Exercise materials:
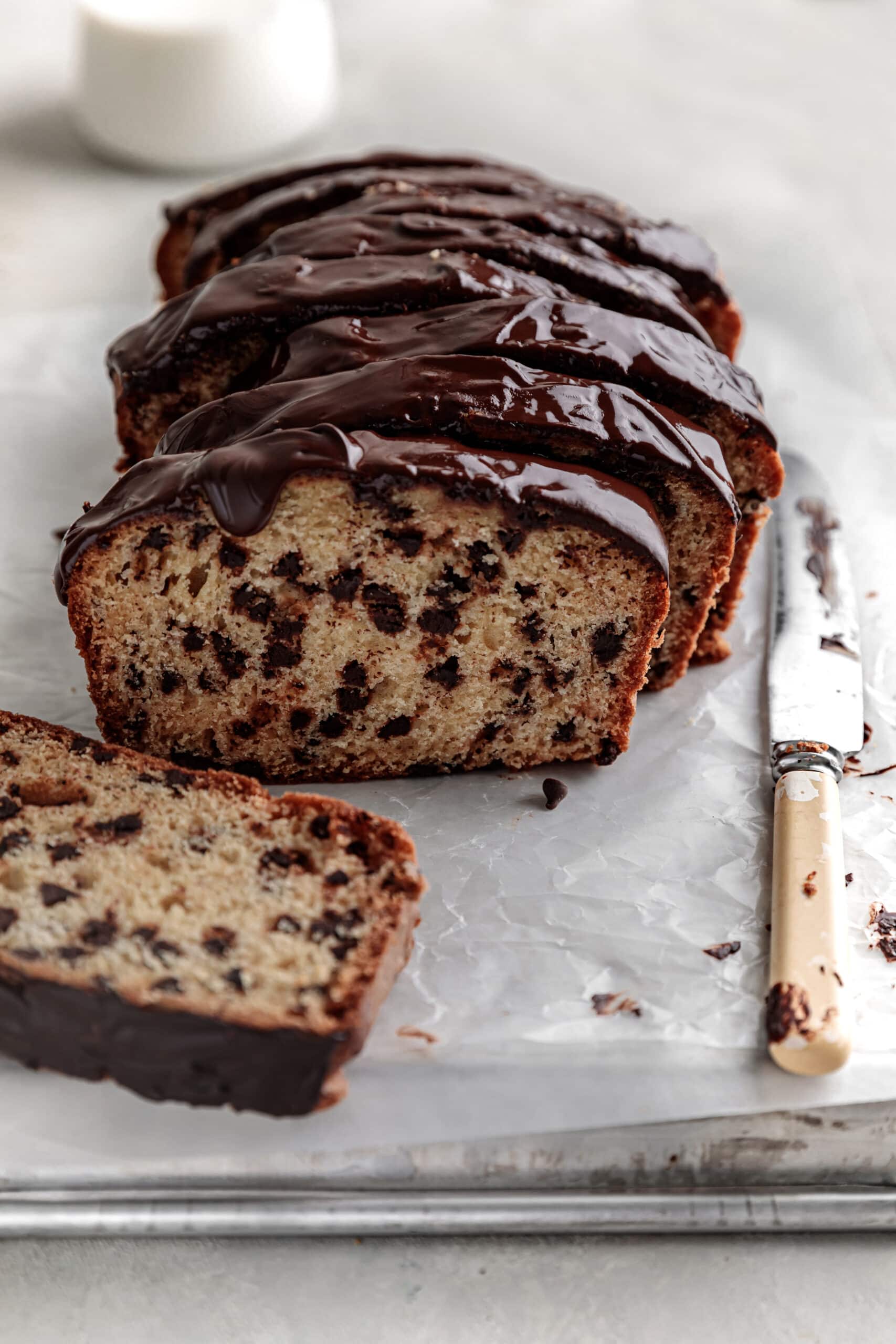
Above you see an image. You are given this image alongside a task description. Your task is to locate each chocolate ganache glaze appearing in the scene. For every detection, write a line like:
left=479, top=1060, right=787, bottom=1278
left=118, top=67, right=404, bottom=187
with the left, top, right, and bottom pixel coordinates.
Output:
left=0, top=965, right=344, bottom=1116
left=184, top=165, right=727, bottom=302
left=156, top=355, right=737, bottom=516
left=106, top=253, right=572, bottom=390
left=245, top=214, right=709, bottom=341
left=259, top=294, right=775, bottom=445
left=55, top=427, right=669, bottom=603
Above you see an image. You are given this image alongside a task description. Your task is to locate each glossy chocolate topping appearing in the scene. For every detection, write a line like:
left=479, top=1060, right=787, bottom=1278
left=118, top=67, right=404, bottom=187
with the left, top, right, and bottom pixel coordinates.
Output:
left=270, top=293, right=774, bottom=444
left=156, top=355, right=737, bottom=513
left=0, top=967, right=341, bottom=1116
left=246, top=212, right=709, bottom=343
left=184, top=165, right=727, bottom=302
left=55, top=427, right=668, bottom=602
left=106, top=253, right=571, bottom=387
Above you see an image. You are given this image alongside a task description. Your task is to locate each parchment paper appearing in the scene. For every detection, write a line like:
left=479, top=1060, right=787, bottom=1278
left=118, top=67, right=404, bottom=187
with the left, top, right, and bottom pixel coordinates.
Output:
left=0, top=226, right=896, bottom=1184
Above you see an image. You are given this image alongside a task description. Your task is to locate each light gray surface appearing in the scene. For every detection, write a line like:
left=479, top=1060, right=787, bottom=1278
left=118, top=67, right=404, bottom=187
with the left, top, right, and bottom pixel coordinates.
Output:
left=0, top=0, right=896, bottom=1344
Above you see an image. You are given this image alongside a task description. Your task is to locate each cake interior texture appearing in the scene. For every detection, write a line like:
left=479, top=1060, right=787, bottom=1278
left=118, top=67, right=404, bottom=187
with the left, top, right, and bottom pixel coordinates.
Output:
left=69, top=454, right=668, bottom=781
left=0, top=713, right=423, bottom=1110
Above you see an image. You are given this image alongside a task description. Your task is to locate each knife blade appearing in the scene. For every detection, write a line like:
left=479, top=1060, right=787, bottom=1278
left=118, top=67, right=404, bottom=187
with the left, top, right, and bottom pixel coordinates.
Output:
left=766, top=453, right=864, bottom=1074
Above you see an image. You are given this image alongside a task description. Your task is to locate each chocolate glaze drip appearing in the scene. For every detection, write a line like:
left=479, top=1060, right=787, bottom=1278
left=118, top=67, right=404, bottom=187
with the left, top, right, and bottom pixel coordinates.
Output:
left=184, top=165, right=727, bottom=302
left=259, top=293, right=775, bottom=445
left=55, top=424, right=668, bottom=602
left=0, top=965, right=341, bottom=1116
left=106, top=253, right=571, bottom=390
left=156, top=355, right=737, bottom=514
left=246, top=214, right=709, bottom=343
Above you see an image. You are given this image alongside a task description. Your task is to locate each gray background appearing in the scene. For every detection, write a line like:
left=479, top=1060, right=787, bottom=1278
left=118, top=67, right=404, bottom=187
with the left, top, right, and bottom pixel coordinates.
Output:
left=0, top=0, right=896, bottom=1344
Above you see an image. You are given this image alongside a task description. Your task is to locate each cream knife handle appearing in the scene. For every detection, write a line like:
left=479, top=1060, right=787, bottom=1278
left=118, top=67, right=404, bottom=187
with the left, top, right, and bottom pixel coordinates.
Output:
left=766, top=770, right=852, bottom=1075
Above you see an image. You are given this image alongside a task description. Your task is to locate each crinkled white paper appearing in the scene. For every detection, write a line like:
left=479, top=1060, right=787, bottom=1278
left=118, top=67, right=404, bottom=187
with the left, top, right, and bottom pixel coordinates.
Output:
left=0, top=226, right=896, bottom=1181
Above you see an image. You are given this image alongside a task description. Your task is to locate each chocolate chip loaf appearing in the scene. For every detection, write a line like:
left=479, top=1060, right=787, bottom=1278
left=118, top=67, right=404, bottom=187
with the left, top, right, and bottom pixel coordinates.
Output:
left=159, top=354, right=737, bottom=688
left=58, top=424, right=669, bottom=781
left=0, top=712, right=425, bottom=1116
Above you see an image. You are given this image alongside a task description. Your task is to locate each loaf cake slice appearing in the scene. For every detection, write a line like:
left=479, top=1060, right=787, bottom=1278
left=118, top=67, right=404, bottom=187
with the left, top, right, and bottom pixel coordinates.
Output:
left=0, top=712, right=425, bottom=1116
left=246, top=211, right=712, bottom=348
left=268, top=301, right=785, bottom=663
left=163, top=164, right=740, bottom=353
left=58, top=419, right=668, bottom=781
left=159, top=356, right=737, bottom=689
left=106, top=253, right=570, bottom=466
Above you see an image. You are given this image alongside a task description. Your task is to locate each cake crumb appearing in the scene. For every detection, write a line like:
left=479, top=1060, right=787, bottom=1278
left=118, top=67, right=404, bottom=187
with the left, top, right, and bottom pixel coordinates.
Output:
left=541, top=780, right=570, bottom=812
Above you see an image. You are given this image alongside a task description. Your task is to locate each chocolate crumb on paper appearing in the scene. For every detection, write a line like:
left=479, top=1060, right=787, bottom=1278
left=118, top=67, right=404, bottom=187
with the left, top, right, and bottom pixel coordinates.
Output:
left=541, top=780, right=570, bottom=812
left=702, top=939, right=740, bottom=961
left=591, top=993, right=641, bottom=1017
left=868, top=903, right=896, bottom=961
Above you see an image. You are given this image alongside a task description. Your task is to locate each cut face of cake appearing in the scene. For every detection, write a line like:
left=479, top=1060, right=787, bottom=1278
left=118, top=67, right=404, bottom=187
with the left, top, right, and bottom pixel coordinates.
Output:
left=0, top=715, right=425, bottom=1116
left=59, top=424, right=669, bottom=781
left=106, top=253, right=568, bottom=466
left=160, top=356, right=737, bottom=688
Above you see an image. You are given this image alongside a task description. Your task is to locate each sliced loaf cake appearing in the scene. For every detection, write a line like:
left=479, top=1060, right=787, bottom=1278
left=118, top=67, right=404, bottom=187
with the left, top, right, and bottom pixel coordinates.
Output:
left=58, top=424, right=669, bottom=781
left=0, top=712, right=425, bottom=1116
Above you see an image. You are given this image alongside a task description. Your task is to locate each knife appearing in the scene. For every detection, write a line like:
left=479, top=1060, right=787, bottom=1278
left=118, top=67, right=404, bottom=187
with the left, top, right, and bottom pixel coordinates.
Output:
left=766, top=453, right=864, bottom=1075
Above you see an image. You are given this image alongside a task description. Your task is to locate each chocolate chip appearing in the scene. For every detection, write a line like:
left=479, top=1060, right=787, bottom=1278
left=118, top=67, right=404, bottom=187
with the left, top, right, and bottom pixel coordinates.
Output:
left=416, top=606, right=459, bottom=634
left=541, top=780, right=570, bottom=812
left=271, top=915, right=302, bottom=933
left=326, top=570, right=363, bottom=602
left=78, top=914, right=118, bottom=948
left=594, top=738, right=622, bottom=765
left=231, top=583, right=277, bottom=625
left=184, top=625, right=206, bottom=653
left=523, top=612, right=544, bottom=644
left=159, top=668, right=184, bottom=695
left=591, top=621, right=626, bottom=663
left=258, top=849, right=312, bottom=871
left=203, top=925, right=236, bottom=957
left=376, top=713, right=411, bottom=741
left=383, top=527, right=423, bottom=559
left=271, top=551, right=305, bottom=581
left=425, top=655, right=461, bottom=691
left=40, top=881, right=81, bottom=909
left=361, top=583, right=407, bottom=634
left=0, top=831, right=31, bottom=859
left=319, top=713, right=348, bottom=741
left=93, top=812, right=144, bottom=836
left=218, top=539, right=248, bottom=570
left=137, top=527, right=171, bottom=551
left=48, top=840, right=81, bottom=863
left=211, top=631, right=246, bottom=681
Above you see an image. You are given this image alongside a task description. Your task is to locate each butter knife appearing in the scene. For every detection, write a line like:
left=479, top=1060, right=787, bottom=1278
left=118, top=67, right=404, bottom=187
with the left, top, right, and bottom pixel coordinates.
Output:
left=766, top=453, right=864, bottom=1075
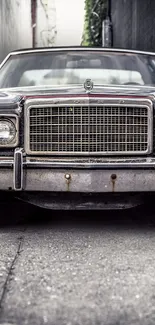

Your objective:
Reproduce, without changing a character, the part of the items that opens with the line containing "each chocolate glaze" and closes with the line containing "left=246, top=214, right=709, bottom=343", including both of those lines.

Answer for this exercise:
Above you see an image. You are given this image alongside a task description. Your task is to locate each chocolate glaze drip appearing in the scene. For every detection, write a line like:
left=479, top=1060, right=787, bottom=1278
left=118, top=67, right=404, bottom=187
with the left, top, right, and bottom pixel coordinates.
Output:
left=184, top=165, right=727, bottom=302
left=259, top=293, right=775, bottom=445
left=55, top=424, right=668, bottom=602
left=0, top=965, right=341, bottom=1116
left=106, top=253, right=571, bottom=390
left=156, top=355, right=737, bottom=514
left=246, top=214, right=709, bottom=343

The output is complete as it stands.